Repeat the entries that follow, swapping every "garage door" for "overhead door" and leaving everything else unchanged.

--- START EXERCISE INPUT ---

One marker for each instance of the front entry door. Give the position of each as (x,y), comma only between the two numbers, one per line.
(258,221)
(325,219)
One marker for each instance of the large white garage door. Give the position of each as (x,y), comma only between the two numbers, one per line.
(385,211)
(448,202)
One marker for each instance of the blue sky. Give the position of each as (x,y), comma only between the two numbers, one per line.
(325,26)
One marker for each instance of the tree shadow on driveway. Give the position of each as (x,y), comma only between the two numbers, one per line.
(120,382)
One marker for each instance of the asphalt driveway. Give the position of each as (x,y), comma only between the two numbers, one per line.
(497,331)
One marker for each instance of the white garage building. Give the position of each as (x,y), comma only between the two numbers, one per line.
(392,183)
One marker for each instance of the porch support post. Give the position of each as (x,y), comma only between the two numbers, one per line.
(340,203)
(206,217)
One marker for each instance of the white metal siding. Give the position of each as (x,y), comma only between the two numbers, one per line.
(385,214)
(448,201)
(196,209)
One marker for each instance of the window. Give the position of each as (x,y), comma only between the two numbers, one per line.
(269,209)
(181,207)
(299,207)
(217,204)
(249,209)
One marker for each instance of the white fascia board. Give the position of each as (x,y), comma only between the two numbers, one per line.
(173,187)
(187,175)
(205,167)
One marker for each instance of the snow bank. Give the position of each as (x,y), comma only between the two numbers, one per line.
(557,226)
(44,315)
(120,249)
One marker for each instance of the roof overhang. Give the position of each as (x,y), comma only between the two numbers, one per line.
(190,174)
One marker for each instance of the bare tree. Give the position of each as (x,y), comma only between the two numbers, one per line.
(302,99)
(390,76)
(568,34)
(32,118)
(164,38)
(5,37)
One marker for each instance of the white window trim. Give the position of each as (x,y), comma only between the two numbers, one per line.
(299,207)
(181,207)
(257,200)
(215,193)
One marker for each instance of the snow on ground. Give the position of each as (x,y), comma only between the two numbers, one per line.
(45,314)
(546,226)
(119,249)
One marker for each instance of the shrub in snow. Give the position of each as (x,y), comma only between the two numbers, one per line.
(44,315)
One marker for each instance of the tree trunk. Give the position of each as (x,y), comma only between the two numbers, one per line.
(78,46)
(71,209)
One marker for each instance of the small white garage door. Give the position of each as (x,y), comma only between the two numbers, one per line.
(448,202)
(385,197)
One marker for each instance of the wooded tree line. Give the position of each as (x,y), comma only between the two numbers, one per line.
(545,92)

--- END EXERCISE INPUT ---

▶ TASK OUTPUT
One marker for each instance of the front entry door. Give the position of each as (x,y), comma only between the two numbers, one per line.
(258,221)
(325,219)
One marker for each instance of the large white overhead door. Give the position of each as (x,y), comma only between the two numbers, one per line.
(385,211)
(448,202)
One marker for each instance of the blue sky. Give the position of each as (x,y), comma only between the two numbers, one per line.
(325,26)
One marker for each instance of the tree shadow on driveway. Give the position of each as (x,y), comma only between the two numbers, one per line.
(120,382)
One marker for each instance of the asphalt driveway. Give the position of each as (x,y), comma only between the two numbers, one per line.
(497,331)
One marker for each instance of the white garage building. Give the position of each as (x,y), comma only between the two numbers, one per line.
(392,183)
One marker for each instance of the porch support post. Give the position of each as (x,y), comma only between the two numbers, one per line.
(340,203)
(206,217)
One marker for each instance of the white metal siding. Give the position of each as (x,y), comma only between the two numbers, one per line.
(385,214)
(448,201)
(196,209)
One marker for each instance of the window. Give the position of each as (x,y), comma only between the two numbers, one per line.
(269,209)
(181,207)
(299,207)
(217,204)
(249,209)
One marker for each instance of the white fascia board. Give the position of each as (x,y), comma only between the two numbers, one per line.
(173,187)
(187,175)
(205,167)
One marker for each instance of the snow bank. Give the position of each as (x,y), comma only between the two numbers, one per line.
(557,226)
(44,315)
(120,249)
One marker for each instance of the roof overhang. Give the position of each as (x,y), comma only between the two numbers, one per line.
(190,174)
One marker for each instance of the bare tree. Give the position of each as (x,y), comma only between the two numbers, one per line.
(302,99)
(390,76)
(568,34)
(32,118)
(164,38)
(5,37)
One marker for each instance of the white window trim. Give the position of each as (x,y), comma only between the two numbers, one per line.
(299,207)
(181,207)
(257,200)
(215,193)
One marker for each instance of the snow on ground. Give the position of each as (x,y), comma only between the two numbers, one per line.
(45,314)
(546,226)
(119,249)
One marker for each instance of the shrub in snow. Give the position of each as (x,y), comma only between the two numbers, one per line.
(44,315)
One marker for each instance of the tree trunk. Give the position of each as (x,y), comma only between the two numbers, one per line.
(78,46)
(71,209)
One marker for each instance of the small white overhead door. Give the position of each as (x,y), comma only between the two numbers, one per line.
(448,202)
(385,197)
One marker for each instance of the wooded tree line. Give the position of each as (x,y), comma only between the two numbers, one per line.
(545,92)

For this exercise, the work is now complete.